| Set problem 1 |
In the forum thread, what peak voltage does 6 V RMS correspond to?
| Set problem 2 |
Summarize the forum thread in two sentences.

| Extract |
——————————

Creating a stable 5V DC supply out of 6 V (RMS) AC

[Wrichik Basu]

I need to create a 5 V stable DC supply out of 6 V AC from a transformer. By "stable", I mean that I do not want the ripples in the voltage that one gets from the output of a full-wave bridge rectifier. I have to feed this to two ATmega 8A μCs.

I am going to create the following circuit:

6 V RMS means ≈ 8.5 V peak. The capacitor will hopefully smooth out the ripples. The LM 7805 voltage regulator will bring down the voltage to 5 V. I can attach a heat sink to it if it tends to get heated up too much.

I don't yet have all the materials; once I get them, I can use the Arduino analogRead() function to have a look at the waveform of the output of the circuit because I don't have an oscilloscope.

Does this circuit look okay? Any suggestion for improvement?

 

[Borek]

I wonder if 6V isn't too low for LM7805. Unless I am misreading it datasheet says min 7 V (hardly surprising, each junction eats around 0.6 V, there is probably more than one on the current path, so there is not much margin). I am not sure though how it will work with RMS vs peak. (That's not the only thing I am not sure about, I know next to nothing).

Instead of struggling with analogRead() consider investing in something like DIY DSO138. I have been on that path several years ago, it was worth every cent I paid

 

[Wrichik Basu]

I wonder if 6V isn't too low for LM7805. Unless I am misreading it datasheet says min 7 V (hardly surprising, each junction eats around 0.6 V, there is probably more than one on the current path, so there is not much margin). I am not sure though how it will work with RMS vs peak.

——————————

| Listing |
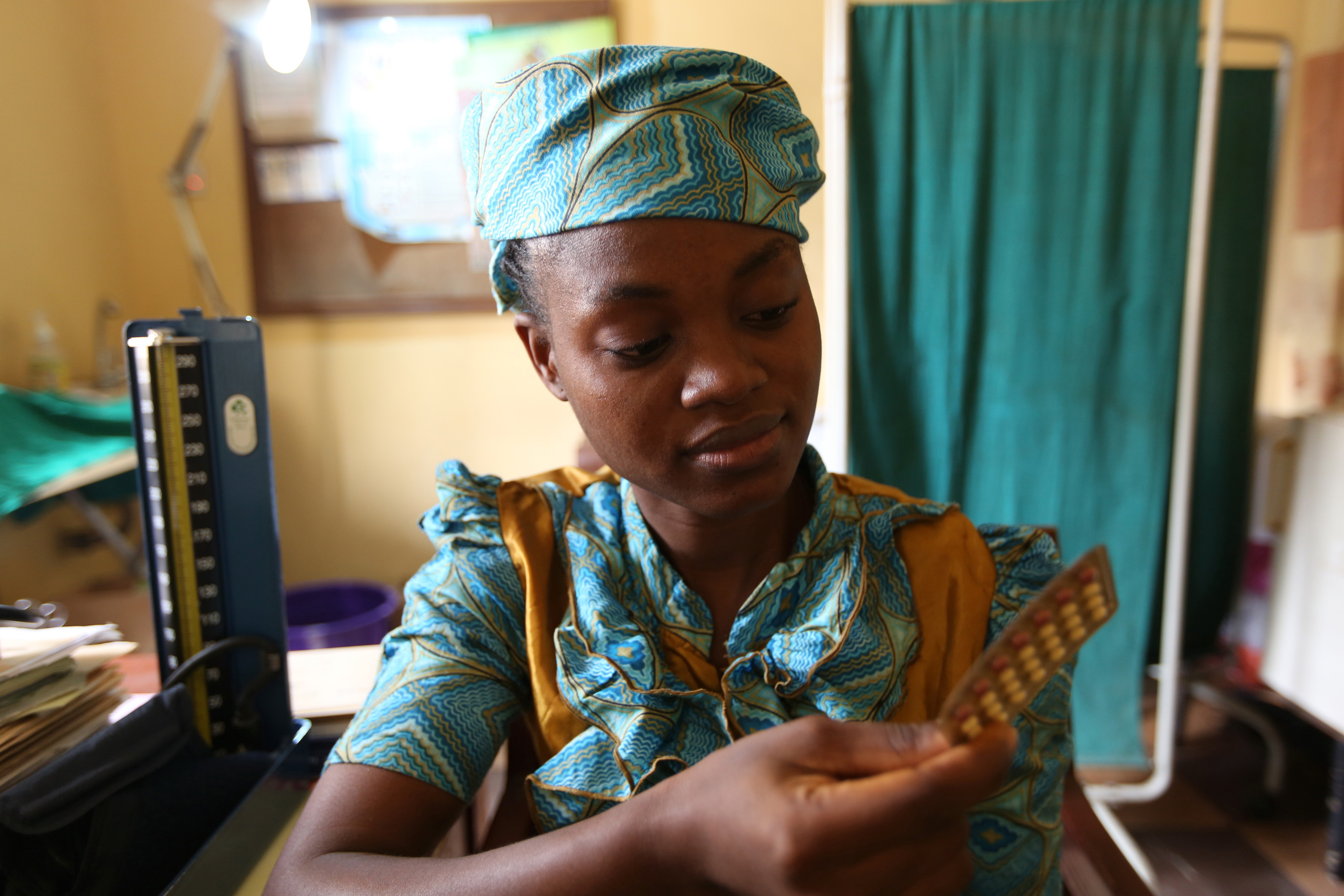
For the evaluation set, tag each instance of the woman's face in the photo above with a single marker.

——————————

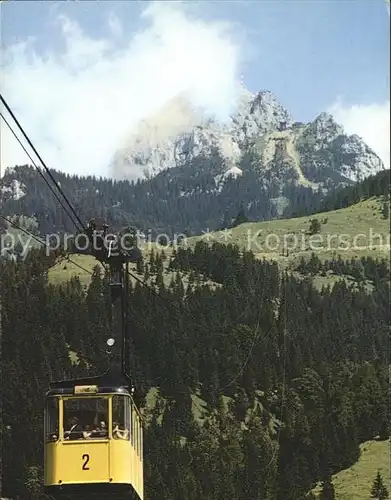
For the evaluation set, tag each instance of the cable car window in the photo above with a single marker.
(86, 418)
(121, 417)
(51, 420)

——————————

| Worked answer 1 |
About 8.5 V peak.

| Worked answer 2 |
Wrichik Basu plans to turn 6 V AC from a transformer into a stable 5 V DC supply for two ATmega 8A microcontrollers, using a capacitor to smooth the ripples and an LM 7805 regulator, and to check the output with the Arduino analogRead() function for lack of an oscilloscope. Borek wonders whether 6 V is too low for the LM7805, since he reads its datasheet as requiring a minimum of 7 V, and suggests buying something like a DIY DSO138 instead of relying on analogRead().